WHAT THE TASK REQUIRES: Output the lines of the records below exactly, beginning at their first line and ending at the line with "In this exercise you will pick out the person"; include no pictures.

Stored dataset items
+ + +

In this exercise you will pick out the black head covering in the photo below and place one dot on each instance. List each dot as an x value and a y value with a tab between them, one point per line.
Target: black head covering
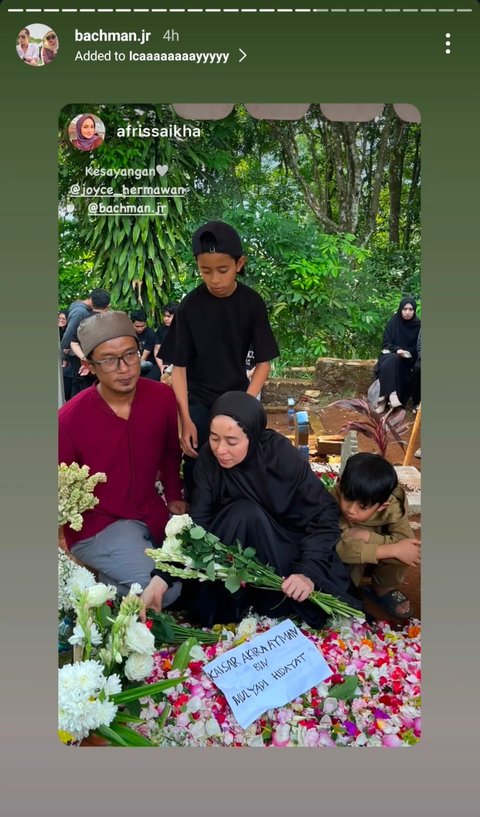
401	333
247	412
273	469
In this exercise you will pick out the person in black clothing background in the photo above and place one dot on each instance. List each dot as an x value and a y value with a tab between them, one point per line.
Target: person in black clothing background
169	311
397	358
97	301
146	343
208	341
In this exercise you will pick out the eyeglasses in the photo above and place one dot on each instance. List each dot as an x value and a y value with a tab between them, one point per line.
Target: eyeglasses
111	364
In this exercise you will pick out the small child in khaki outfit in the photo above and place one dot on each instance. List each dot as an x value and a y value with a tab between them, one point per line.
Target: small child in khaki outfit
375	529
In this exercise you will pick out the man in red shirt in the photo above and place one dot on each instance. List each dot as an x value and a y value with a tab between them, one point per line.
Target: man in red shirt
126	427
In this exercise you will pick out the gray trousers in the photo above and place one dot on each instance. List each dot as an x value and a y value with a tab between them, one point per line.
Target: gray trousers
117	555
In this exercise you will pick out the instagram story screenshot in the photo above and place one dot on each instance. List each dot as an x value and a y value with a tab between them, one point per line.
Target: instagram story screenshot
256	467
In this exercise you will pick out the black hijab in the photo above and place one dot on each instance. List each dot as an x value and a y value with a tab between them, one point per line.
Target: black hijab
401	333
273	474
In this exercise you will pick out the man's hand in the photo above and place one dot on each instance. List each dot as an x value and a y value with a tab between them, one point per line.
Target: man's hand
297	587
408	552
177	506
152	596
189	439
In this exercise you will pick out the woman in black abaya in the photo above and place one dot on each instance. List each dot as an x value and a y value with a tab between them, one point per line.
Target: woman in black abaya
396	361
253	486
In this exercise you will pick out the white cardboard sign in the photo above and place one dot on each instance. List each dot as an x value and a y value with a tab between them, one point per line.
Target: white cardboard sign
272	669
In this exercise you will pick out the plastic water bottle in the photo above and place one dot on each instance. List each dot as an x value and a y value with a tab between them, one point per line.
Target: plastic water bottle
291	413
65	630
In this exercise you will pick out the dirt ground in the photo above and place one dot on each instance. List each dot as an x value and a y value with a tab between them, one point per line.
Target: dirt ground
329	420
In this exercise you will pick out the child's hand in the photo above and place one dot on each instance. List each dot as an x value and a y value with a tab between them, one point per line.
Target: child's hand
408	552
297	586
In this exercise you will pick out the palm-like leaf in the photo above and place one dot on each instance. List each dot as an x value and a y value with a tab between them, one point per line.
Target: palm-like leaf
381	428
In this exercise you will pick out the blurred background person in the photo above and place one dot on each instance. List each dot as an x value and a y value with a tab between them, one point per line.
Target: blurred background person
146	343
66	367
168	315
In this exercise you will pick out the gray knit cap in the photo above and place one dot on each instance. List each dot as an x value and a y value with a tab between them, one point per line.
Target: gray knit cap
104	326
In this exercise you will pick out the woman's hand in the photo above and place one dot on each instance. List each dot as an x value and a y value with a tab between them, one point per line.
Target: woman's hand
189	439
152	596
298	587
177	506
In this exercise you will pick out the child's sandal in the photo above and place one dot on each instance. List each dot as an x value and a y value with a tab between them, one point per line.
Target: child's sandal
390	601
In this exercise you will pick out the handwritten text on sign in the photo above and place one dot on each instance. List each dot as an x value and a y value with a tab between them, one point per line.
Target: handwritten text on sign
268	671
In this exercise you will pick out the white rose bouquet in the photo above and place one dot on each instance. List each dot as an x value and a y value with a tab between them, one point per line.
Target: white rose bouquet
189	551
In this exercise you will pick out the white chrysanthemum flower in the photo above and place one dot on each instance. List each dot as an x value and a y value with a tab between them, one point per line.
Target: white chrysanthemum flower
194	704
247	627
99	593
330	705
197	729
112	685
138	666
172	547
212	728
177	524
138	638
80	580
80	711
78	636
197	653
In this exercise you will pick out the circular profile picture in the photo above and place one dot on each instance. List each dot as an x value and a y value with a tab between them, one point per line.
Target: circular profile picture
37	45
86	131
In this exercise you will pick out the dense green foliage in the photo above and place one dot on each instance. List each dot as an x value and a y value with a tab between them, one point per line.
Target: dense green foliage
328	212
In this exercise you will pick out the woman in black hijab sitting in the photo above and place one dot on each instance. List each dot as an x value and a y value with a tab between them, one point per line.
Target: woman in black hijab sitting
253	486
395	365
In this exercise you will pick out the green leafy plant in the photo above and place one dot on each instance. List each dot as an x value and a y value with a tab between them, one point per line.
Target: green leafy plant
381	428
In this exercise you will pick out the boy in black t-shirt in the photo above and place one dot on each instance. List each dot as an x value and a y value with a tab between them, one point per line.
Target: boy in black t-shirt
215	326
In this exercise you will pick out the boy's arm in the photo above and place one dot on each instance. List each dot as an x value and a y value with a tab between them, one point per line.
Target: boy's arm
397	530
188	436
355	551
259	377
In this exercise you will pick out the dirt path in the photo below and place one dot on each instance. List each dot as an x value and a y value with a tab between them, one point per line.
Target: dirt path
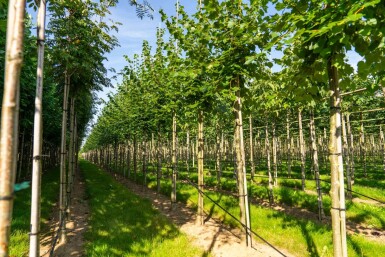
213	237
76	226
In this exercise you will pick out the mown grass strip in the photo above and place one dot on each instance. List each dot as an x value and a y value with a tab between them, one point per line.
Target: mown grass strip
21	212
123	224
301	237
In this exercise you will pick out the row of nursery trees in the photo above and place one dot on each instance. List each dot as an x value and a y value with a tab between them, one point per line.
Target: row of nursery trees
216	67
69	61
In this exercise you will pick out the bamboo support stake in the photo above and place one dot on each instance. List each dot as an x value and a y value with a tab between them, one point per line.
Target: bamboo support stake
173	191
336	161
10	118
34	237
241	167
63	160
302	148
200	218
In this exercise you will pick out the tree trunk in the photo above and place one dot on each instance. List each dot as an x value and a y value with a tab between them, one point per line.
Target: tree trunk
347	157
10	118
321	213
188	153
159	158
63	160
200	218
34	237
267	146
382	146
173	190
252	165
362	146
302	148
134	157
21	156
336	164
275	156
351	148
241	167
218	156
70	155
288	144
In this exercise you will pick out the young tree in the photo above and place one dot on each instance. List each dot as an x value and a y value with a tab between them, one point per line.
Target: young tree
10	118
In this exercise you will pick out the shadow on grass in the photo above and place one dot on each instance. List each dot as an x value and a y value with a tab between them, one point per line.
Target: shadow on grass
121	223
306	232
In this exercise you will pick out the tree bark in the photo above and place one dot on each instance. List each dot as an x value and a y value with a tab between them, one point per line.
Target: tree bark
252	165
63	160
10	118
241	167
218	156
302	148
173	190
313	140
346	155
200	218
34	237
336	164
288	144
268	157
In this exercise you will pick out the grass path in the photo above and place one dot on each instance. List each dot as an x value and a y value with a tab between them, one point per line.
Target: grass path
122	224
21	212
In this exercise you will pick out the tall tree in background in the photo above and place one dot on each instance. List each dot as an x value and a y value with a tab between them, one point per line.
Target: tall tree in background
10	118
34	248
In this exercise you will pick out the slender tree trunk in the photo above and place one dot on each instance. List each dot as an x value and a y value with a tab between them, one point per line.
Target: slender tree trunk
10	118
351	148
347	157
218	156
275	157
173	190
302	148
382	146
70	156
200	218
134	157
288	144
313	140
188	153
252	164
63	160
241	167
336	164
362	146
159	157
34	237
21	157
268	156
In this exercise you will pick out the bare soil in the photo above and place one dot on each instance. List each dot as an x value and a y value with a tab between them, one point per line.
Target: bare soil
213	236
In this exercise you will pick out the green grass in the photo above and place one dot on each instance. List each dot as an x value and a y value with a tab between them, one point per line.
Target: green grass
21	212
122	224
300	237
289	191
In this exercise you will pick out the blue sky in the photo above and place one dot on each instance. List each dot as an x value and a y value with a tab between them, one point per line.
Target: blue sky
133	31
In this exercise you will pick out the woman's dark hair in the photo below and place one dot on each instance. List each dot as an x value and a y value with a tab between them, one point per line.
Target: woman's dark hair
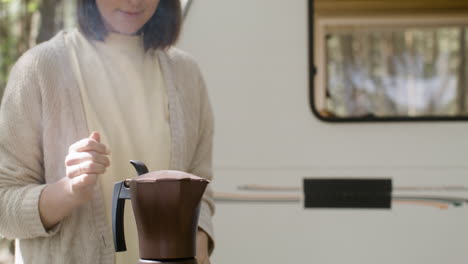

+ + +

ANSWER BOX:
In this exercise you will pick out the black head covering in the photo below and place one dot on each instance. List each dot as an x value and a y value with a tab between them, one point per line.
Target: black head covering
401	333
247	412
273	469
In this exercise you will pick out the person in black clothing background in the photo above and place one dot on each instance. List each dot as an x value and a y value with a tab between them, one point per line.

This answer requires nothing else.